───── SELECTED PASSAGE
Sunday, August 24, 2008

Post Partisianship and Heath Ledger

Um, so I just have a few points I want to make. We Americans will never get past partisanship. Just can't do it. The us v. them, Hutu v. Tutsi, yin/yang, Kobe/Shaq mentality is just ingrained in the human psyche. Evolutionary, biological, chemical -- whatever the cause, it's a phenomenon that won't go away. Wait, I got an theory on the cause. The universe is too complicated for any of us to fully understand. To understand ourselves and our place in that universe requires us to define ourselves by who we are not. And so to deal with the uncertainty, we must always find an enemy.

Regardless of whether you buy into that explanation or not, just know that I want to go on record now (future edits notwithstanding) that if Barack Hussein Obama wins the election, he will not be remembered as a president who destroyed partisanship. I mean, I believe him that he wants to move beyond partisanship. And I believe there are others who do as well. I'm just saying it won't happen cause they are vastly outnumbered. There's too many people in this country that will never move beyond tribalism, no matter how that tribalism is reflected. And in our first world modern post industrial society, our tribalism is the partisanship where the enemies are members of another political party.
──────────
-- TASK --
Duplicate the passage of the post on partisanship between "Um, so I just" and "find an enemy.", inclusive.
───── GIVEN ENTRIES
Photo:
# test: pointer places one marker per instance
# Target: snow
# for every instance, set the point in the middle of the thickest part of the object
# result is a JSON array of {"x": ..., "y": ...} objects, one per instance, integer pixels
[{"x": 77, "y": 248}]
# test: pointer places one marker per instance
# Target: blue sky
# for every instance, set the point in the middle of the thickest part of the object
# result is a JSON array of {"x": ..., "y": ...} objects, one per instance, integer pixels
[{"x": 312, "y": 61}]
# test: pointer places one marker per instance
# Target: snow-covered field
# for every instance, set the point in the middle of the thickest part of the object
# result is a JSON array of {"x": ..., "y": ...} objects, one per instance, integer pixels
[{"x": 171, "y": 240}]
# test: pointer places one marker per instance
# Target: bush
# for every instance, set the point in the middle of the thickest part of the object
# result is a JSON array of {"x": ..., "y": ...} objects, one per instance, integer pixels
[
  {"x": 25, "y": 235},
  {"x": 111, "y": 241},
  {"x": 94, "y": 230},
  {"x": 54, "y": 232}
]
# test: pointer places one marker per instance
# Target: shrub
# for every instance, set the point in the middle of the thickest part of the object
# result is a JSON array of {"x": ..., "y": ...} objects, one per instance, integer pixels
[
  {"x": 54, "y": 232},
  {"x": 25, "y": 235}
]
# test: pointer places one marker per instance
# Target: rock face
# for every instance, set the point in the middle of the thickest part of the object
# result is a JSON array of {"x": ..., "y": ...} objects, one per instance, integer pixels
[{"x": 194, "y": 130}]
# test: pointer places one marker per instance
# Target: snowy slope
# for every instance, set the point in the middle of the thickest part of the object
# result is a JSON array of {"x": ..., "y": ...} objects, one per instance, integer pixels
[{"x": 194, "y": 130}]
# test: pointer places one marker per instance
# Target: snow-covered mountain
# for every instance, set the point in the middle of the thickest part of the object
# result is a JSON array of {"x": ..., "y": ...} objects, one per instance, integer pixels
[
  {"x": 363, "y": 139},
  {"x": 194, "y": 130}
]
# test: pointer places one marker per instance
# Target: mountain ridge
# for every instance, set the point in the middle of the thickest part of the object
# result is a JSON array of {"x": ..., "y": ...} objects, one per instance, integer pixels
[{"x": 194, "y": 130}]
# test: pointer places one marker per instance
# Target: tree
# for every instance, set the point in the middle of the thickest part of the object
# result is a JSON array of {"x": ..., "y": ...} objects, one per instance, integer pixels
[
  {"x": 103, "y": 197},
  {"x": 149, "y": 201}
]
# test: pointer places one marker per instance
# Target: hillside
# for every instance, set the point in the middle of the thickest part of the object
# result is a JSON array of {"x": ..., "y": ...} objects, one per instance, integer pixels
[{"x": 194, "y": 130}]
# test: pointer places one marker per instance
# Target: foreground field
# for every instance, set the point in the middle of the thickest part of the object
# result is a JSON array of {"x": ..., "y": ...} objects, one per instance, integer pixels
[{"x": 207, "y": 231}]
──────────
-- FINISHED EXERCISE --
Um, so I just have a few points I want to make. We Americans will never get past partisanship. Just can't do it. The us v. them, Hutu v. Tutsi, yin/yang, Kobe/Shaq mentality is just ingrained in the human psyche. Evolutionary, biological, chemical -- whatever the cause, it's a phenomenon that won't go away. Wait, I got an theory on the cause. The universe is too complicated for any of us to fully understand. To understand ourselves and our place in that universe requires us to define ourselves by who we are not. And so to deal with the uncertainty, we must always find an enemy.